• **Required work**
Extract precisely the lines that run from the line containing "column 523, row 632" to the end of the records below, with both ends included and pictures omitted.

• **Materials provided**

● ● ● ● ●

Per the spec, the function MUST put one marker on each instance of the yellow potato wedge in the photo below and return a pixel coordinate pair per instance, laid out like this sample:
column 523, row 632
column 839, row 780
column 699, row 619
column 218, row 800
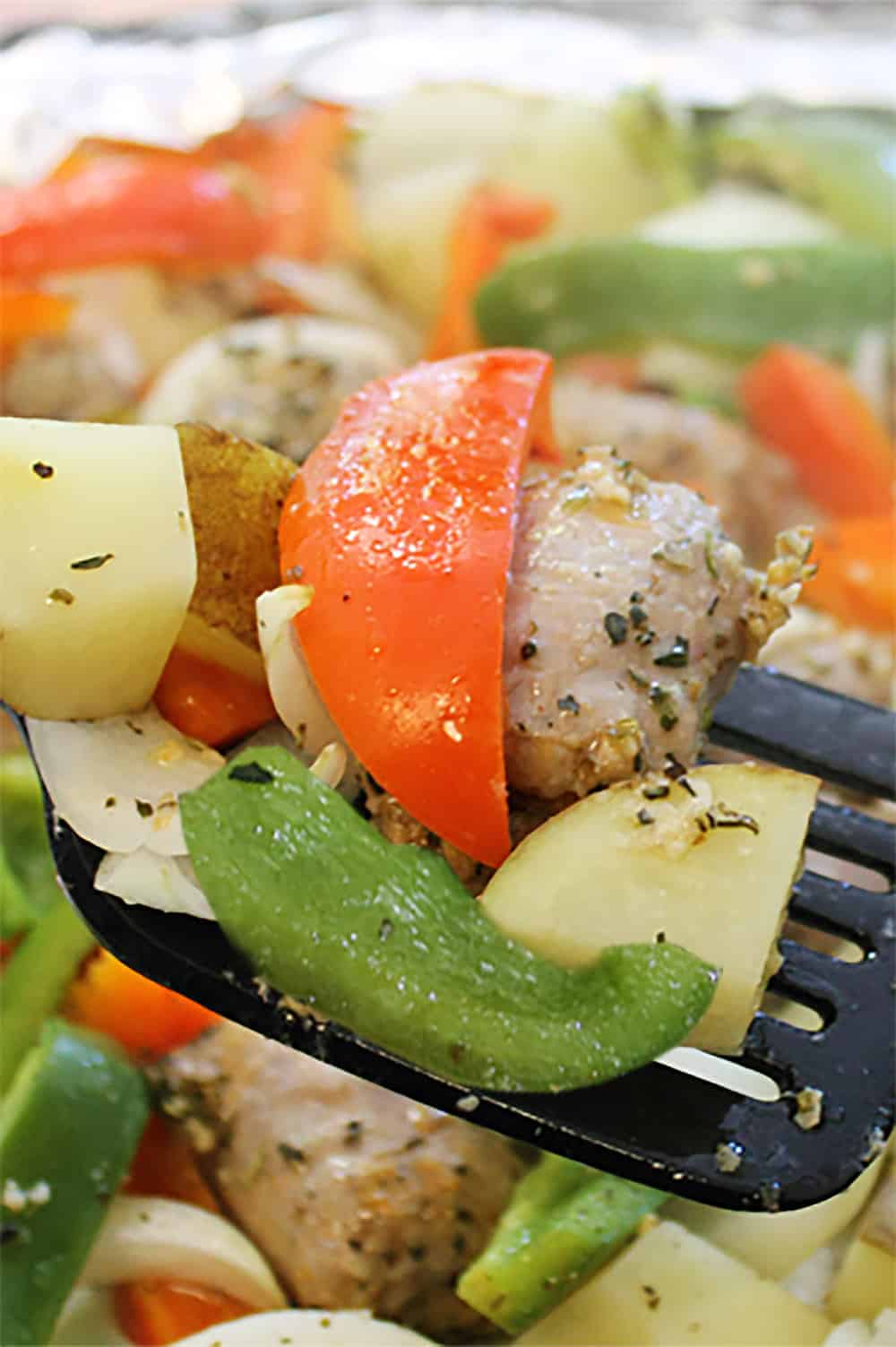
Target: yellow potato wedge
column 708, row 868
column 236, row 495
column 98, row 562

● ● ● ● ●

• **Solution to the exercise**
column 523, row 632
column 839, row 780
column 699, row 619
column 218, row 800
Target: yellow potato wedge
column 708, row 868
column 236, row 495
column 98, row 562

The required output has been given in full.